WORK ITEM: Look through the entries below. Report each line that has the word "screen" in it.

Dataset items:
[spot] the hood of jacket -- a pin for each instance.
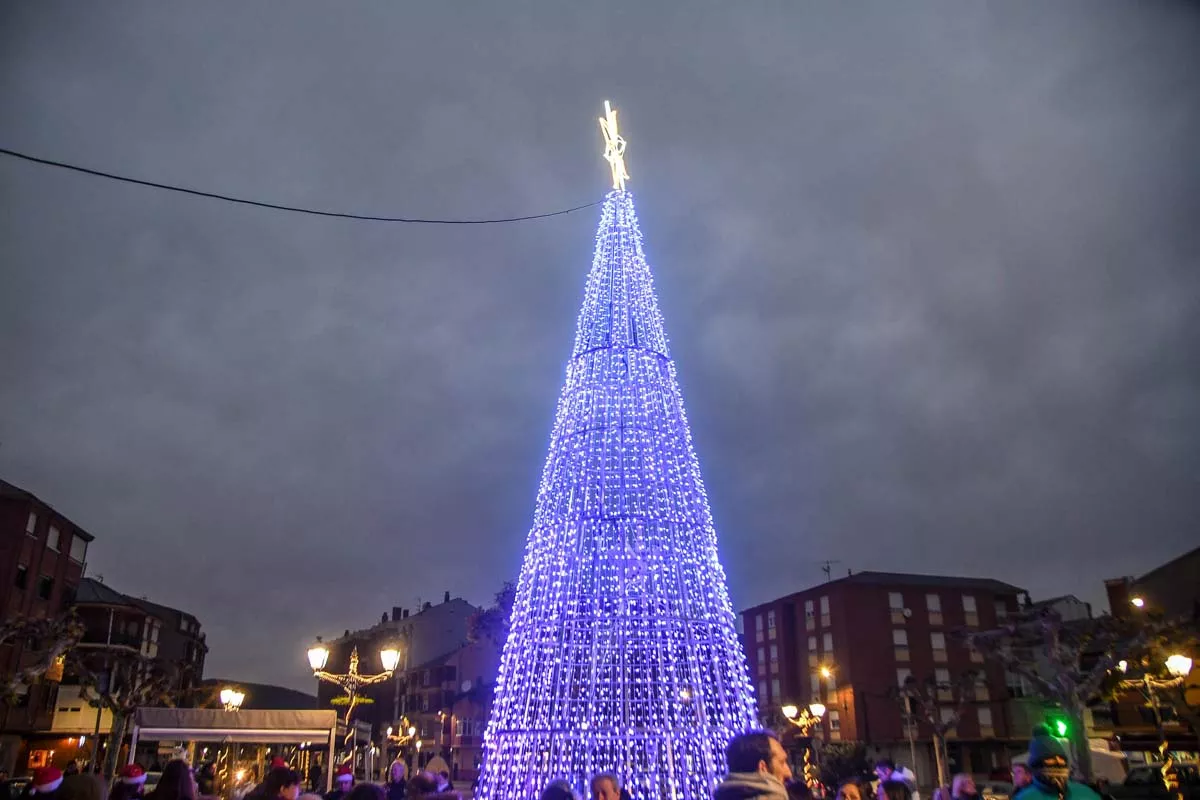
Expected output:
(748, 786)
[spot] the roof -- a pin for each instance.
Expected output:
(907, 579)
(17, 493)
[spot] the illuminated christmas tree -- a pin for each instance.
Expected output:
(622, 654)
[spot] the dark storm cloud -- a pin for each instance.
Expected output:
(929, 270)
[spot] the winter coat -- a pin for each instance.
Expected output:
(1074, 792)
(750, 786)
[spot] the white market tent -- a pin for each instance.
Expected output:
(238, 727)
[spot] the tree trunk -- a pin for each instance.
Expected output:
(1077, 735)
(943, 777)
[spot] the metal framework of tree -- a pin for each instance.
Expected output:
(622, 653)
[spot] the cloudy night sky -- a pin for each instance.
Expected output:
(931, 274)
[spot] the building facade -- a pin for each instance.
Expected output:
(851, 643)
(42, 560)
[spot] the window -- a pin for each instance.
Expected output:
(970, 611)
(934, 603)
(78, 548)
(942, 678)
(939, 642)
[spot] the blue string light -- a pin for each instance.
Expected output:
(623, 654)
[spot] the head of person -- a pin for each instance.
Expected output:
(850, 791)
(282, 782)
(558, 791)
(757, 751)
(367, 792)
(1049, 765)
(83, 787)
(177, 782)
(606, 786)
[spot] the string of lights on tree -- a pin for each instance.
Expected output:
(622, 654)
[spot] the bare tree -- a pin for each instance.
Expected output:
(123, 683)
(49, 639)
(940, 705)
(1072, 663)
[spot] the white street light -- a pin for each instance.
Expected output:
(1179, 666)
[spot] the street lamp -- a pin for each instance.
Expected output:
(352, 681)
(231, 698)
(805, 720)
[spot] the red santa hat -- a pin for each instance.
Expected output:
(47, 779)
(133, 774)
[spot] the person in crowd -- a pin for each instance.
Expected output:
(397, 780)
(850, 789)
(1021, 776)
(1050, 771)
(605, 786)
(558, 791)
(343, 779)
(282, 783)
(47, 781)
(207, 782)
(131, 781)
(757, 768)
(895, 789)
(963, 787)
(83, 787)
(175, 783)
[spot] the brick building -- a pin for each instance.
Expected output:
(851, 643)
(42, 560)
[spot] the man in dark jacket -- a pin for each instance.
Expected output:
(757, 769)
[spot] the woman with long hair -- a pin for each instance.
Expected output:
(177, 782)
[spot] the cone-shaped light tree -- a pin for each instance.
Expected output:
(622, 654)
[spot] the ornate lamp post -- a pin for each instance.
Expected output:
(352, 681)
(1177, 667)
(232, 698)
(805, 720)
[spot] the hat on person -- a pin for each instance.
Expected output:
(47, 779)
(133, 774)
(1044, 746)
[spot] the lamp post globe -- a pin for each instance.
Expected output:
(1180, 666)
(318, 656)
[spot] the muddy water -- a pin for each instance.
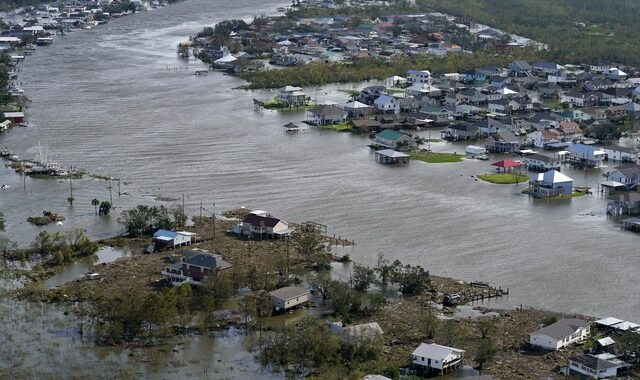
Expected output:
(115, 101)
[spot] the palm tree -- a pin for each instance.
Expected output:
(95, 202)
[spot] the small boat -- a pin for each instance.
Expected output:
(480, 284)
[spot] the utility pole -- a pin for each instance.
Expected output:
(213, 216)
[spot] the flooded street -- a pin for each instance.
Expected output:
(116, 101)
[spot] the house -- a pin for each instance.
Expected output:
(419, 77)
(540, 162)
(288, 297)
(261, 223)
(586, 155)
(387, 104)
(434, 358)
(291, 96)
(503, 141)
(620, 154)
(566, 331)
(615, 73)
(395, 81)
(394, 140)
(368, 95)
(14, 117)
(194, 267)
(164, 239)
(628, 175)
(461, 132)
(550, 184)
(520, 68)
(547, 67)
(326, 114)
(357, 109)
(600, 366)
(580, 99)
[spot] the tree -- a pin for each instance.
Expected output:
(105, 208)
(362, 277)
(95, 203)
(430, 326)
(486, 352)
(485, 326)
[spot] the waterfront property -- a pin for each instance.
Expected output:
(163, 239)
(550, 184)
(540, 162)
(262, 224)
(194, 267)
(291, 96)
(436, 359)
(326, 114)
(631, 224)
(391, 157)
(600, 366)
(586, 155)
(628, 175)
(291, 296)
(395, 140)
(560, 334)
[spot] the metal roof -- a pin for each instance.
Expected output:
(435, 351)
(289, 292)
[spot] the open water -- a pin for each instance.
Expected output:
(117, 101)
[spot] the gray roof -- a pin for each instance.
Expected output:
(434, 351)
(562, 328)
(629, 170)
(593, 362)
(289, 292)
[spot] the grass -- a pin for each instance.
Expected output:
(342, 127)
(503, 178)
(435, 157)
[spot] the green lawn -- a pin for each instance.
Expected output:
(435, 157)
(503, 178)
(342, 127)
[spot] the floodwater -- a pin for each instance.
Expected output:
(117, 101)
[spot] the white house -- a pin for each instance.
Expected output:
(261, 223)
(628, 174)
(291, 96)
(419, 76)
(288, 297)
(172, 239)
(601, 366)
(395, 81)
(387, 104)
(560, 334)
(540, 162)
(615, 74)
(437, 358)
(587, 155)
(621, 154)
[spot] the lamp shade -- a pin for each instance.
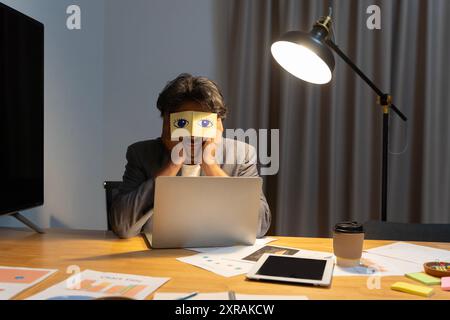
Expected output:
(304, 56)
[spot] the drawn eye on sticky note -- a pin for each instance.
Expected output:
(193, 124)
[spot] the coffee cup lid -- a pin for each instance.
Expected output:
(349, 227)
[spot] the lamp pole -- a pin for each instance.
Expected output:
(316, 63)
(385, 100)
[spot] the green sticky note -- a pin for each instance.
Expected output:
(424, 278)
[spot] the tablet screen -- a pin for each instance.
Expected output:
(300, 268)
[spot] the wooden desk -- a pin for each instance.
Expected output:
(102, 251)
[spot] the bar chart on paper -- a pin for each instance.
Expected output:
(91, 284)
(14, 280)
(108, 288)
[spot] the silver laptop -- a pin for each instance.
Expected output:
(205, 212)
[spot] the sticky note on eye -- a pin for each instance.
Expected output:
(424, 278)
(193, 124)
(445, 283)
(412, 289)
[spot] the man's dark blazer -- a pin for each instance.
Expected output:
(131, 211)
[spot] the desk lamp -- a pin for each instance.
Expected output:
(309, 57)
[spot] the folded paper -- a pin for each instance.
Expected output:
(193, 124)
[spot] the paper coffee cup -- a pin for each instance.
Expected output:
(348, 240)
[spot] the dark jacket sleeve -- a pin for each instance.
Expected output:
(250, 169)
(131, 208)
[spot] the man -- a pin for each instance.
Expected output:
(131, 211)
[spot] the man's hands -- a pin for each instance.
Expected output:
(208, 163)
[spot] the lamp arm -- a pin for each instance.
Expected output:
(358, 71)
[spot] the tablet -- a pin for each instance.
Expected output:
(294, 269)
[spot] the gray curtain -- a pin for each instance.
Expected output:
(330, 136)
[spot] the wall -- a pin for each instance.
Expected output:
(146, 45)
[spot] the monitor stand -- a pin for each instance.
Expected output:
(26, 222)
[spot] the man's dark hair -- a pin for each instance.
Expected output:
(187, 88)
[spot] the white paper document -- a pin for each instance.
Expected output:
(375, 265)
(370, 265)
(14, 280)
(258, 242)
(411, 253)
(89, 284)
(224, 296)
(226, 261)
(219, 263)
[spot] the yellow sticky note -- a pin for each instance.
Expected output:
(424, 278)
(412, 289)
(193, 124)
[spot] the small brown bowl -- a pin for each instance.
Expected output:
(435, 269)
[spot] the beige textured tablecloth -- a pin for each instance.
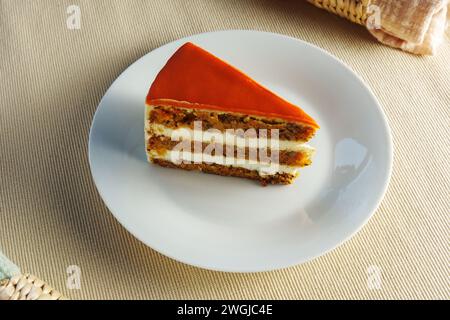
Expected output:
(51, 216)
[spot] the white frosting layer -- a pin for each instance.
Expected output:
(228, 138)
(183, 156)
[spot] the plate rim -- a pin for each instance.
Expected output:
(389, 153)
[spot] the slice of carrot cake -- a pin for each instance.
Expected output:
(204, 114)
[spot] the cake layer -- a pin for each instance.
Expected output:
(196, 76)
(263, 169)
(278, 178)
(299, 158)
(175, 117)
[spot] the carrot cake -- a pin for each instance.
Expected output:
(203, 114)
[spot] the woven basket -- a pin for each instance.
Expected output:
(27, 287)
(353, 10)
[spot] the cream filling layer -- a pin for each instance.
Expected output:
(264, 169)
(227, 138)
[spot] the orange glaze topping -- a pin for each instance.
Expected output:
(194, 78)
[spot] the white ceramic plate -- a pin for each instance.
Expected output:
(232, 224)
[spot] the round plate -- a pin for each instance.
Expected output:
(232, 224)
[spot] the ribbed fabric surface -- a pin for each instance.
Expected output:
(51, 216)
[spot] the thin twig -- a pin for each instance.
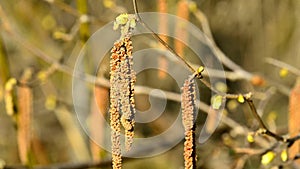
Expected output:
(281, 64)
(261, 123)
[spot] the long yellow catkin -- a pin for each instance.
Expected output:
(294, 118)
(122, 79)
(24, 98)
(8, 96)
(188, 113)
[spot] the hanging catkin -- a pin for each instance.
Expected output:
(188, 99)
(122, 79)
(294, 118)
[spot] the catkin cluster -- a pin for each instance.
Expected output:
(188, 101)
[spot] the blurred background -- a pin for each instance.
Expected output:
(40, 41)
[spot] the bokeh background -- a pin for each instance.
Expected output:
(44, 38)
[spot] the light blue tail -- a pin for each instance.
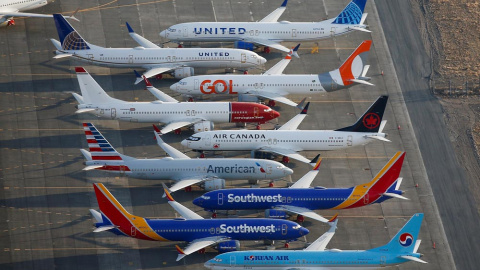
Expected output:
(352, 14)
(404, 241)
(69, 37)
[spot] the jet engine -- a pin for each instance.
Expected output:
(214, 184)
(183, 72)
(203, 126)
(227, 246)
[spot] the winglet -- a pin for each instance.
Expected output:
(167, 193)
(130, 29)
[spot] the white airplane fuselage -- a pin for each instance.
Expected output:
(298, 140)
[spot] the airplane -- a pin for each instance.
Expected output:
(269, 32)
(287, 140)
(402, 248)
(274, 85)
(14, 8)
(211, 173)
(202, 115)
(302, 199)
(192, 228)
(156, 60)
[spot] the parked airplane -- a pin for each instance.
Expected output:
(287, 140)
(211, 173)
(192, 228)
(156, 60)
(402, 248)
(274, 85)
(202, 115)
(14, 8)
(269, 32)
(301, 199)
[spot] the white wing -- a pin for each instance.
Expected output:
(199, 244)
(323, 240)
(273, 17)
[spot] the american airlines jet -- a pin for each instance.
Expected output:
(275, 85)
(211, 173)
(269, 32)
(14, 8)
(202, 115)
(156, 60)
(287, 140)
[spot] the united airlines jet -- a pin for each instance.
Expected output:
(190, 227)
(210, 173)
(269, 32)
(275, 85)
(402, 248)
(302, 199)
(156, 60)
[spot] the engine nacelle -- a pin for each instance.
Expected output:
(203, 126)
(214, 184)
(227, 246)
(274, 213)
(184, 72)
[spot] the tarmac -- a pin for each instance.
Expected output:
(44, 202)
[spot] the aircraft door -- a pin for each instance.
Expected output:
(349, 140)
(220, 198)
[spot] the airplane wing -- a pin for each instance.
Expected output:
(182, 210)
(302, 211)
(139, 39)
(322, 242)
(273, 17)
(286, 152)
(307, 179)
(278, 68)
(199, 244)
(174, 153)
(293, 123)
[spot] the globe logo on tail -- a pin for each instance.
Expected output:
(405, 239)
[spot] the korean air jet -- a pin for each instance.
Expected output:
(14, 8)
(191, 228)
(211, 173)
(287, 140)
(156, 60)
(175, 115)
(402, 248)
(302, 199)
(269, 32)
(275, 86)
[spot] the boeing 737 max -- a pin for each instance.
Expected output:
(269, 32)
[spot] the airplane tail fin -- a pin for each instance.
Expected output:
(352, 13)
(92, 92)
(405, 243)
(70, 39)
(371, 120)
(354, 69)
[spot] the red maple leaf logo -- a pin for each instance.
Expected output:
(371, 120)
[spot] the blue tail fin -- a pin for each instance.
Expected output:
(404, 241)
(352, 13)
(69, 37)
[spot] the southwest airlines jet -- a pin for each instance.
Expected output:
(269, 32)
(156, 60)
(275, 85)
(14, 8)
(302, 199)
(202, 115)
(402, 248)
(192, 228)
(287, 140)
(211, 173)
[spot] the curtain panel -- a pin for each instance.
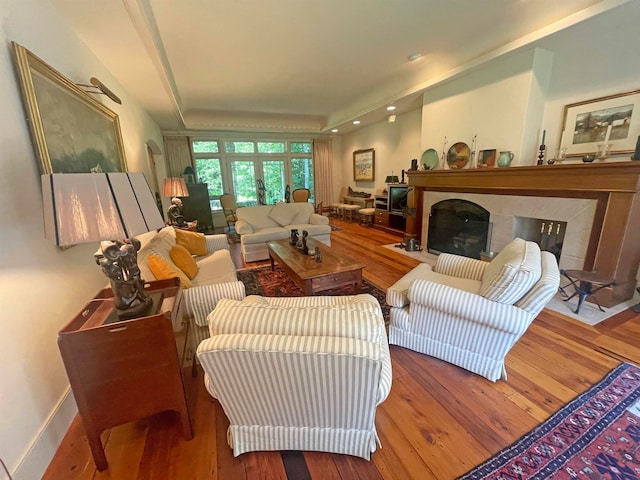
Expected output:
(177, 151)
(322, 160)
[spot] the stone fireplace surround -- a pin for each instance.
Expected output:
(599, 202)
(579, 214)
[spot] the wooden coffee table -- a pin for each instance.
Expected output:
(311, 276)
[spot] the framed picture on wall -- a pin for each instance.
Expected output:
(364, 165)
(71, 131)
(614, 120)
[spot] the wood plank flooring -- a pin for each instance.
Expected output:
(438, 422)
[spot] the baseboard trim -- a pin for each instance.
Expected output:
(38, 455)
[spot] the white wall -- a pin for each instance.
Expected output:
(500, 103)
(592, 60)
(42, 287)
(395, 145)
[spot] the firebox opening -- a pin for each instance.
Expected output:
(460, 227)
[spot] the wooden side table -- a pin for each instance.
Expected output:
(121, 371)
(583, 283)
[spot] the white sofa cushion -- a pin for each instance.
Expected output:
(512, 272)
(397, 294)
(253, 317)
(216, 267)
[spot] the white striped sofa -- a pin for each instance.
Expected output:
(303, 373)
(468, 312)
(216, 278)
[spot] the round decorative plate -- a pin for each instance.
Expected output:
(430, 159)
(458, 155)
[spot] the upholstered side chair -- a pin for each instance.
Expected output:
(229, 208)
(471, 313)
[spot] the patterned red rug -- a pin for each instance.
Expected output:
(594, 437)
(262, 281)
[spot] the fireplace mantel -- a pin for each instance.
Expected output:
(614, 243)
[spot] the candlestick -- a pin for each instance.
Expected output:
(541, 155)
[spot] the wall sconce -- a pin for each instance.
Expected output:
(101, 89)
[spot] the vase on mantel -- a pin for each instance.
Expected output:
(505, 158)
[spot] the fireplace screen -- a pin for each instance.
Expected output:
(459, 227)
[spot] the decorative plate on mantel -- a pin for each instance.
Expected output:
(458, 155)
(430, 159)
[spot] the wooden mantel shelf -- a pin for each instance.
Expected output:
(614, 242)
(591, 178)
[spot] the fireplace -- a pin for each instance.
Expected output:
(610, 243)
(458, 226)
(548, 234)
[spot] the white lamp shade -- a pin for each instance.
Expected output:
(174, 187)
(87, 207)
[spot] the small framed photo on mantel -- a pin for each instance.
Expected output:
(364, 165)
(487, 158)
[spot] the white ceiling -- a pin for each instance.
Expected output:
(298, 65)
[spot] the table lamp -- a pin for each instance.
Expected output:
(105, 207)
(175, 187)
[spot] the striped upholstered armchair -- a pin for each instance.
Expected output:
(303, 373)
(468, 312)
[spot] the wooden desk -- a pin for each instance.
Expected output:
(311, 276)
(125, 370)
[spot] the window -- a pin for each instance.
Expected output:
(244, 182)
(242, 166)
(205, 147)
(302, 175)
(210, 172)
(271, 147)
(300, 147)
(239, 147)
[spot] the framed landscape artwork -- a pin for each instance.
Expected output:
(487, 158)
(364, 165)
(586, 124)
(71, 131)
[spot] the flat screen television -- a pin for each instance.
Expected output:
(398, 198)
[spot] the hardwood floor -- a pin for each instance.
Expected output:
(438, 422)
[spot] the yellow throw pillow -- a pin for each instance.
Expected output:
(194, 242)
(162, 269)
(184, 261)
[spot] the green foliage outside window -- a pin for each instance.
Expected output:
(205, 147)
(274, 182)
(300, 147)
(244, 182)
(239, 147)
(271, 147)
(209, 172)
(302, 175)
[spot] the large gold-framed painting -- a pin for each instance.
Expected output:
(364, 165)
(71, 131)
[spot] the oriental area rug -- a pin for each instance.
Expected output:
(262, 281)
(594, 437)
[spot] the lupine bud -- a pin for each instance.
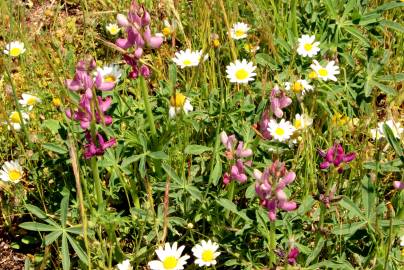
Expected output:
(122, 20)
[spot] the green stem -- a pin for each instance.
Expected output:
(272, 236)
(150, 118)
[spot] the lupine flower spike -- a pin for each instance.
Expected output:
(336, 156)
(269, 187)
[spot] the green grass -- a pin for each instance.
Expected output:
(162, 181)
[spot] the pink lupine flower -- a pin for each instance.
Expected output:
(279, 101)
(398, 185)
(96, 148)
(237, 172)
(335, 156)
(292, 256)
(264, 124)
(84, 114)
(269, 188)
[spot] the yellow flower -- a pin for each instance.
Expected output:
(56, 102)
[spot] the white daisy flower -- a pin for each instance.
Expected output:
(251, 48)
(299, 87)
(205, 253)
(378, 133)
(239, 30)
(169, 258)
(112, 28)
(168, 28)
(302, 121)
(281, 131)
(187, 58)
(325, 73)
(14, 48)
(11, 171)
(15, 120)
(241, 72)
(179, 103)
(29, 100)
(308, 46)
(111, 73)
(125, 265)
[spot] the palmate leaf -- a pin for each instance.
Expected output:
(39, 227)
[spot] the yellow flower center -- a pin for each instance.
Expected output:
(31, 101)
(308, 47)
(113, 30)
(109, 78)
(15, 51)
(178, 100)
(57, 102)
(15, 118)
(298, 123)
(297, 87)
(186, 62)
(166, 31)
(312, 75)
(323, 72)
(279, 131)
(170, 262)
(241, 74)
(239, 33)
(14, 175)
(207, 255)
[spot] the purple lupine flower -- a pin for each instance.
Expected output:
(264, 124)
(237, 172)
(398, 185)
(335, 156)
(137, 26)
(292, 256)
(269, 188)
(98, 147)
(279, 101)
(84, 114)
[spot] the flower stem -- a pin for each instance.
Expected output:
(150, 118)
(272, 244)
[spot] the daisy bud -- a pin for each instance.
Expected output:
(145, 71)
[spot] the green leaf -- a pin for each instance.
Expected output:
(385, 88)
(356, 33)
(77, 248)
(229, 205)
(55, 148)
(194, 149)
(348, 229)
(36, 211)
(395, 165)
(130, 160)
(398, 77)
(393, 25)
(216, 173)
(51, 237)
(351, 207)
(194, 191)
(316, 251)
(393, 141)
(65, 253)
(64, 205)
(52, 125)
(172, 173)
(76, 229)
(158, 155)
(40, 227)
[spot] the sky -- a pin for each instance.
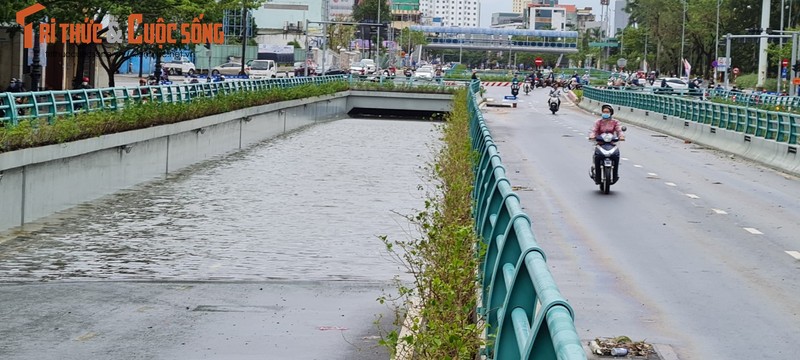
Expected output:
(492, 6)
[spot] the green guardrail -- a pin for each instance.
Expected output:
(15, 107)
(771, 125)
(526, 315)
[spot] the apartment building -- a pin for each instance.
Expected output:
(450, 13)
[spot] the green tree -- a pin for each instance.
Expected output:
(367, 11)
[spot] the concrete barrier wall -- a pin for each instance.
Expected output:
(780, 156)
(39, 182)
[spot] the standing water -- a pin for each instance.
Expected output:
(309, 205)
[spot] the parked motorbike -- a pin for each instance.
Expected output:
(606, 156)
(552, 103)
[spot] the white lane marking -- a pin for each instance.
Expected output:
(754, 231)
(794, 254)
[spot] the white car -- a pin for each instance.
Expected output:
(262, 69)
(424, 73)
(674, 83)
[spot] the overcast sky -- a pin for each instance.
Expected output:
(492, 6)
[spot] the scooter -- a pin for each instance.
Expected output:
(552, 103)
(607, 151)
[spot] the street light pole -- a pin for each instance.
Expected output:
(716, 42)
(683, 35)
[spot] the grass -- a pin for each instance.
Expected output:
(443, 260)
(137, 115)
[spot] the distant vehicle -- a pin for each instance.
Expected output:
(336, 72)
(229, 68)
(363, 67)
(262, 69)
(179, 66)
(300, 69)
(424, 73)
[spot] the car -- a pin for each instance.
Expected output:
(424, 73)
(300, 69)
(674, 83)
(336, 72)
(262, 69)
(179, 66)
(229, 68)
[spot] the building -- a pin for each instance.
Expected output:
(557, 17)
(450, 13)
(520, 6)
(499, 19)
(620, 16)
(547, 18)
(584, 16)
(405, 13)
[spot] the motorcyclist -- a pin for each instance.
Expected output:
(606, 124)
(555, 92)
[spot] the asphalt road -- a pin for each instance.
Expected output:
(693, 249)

RESULT OF THIS EXERCISE:
[spot] the tablet screen -- a pin for each instance.
[spot] the fireplace screen -- a pin for each instance.
[spot] the flat screen television -- a pin for each instance.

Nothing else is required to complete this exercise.